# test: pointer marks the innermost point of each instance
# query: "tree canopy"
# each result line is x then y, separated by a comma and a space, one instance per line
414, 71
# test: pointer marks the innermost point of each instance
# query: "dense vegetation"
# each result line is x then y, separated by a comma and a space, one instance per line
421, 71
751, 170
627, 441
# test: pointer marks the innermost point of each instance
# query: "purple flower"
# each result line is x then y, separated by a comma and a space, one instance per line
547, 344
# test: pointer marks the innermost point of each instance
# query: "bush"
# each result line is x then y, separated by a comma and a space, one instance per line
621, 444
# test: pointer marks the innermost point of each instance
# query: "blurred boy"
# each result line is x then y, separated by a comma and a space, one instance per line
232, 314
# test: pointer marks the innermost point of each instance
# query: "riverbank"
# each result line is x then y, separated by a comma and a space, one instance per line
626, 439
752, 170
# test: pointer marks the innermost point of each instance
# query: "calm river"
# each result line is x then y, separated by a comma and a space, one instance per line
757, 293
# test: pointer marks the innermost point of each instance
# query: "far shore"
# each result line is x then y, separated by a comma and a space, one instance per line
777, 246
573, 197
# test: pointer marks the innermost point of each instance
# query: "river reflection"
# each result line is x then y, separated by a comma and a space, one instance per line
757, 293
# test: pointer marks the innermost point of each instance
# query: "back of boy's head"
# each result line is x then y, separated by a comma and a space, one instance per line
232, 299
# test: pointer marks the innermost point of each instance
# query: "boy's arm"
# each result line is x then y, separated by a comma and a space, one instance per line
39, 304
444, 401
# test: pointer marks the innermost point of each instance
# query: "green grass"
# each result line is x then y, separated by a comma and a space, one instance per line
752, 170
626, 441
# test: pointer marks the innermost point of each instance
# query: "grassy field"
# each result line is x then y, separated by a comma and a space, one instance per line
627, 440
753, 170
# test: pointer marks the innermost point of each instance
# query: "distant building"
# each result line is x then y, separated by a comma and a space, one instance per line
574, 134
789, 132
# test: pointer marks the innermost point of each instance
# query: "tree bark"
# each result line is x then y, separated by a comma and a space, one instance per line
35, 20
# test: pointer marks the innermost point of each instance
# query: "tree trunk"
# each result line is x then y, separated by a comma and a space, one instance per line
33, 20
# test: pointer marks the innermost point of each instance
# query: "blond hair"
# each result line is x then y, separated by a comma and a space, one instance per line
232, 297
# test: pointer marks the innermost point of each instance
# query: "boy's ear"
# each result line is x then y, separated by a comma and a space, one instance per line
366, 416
--
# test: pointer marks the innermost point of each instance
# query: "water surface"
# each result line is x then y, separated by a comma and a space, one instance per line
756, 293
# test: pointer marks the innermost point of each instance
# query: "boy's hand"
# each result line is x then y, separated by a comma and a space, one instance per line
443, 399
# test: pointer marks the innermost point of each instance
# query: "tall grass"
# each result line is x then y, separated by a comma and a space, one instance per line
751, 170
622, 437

Your goal – Check each line above for the string "tree", then copy the ones that have it.

Result –
# query: "tree canopy"
# query: "tree bark"
# query: "tree trunk"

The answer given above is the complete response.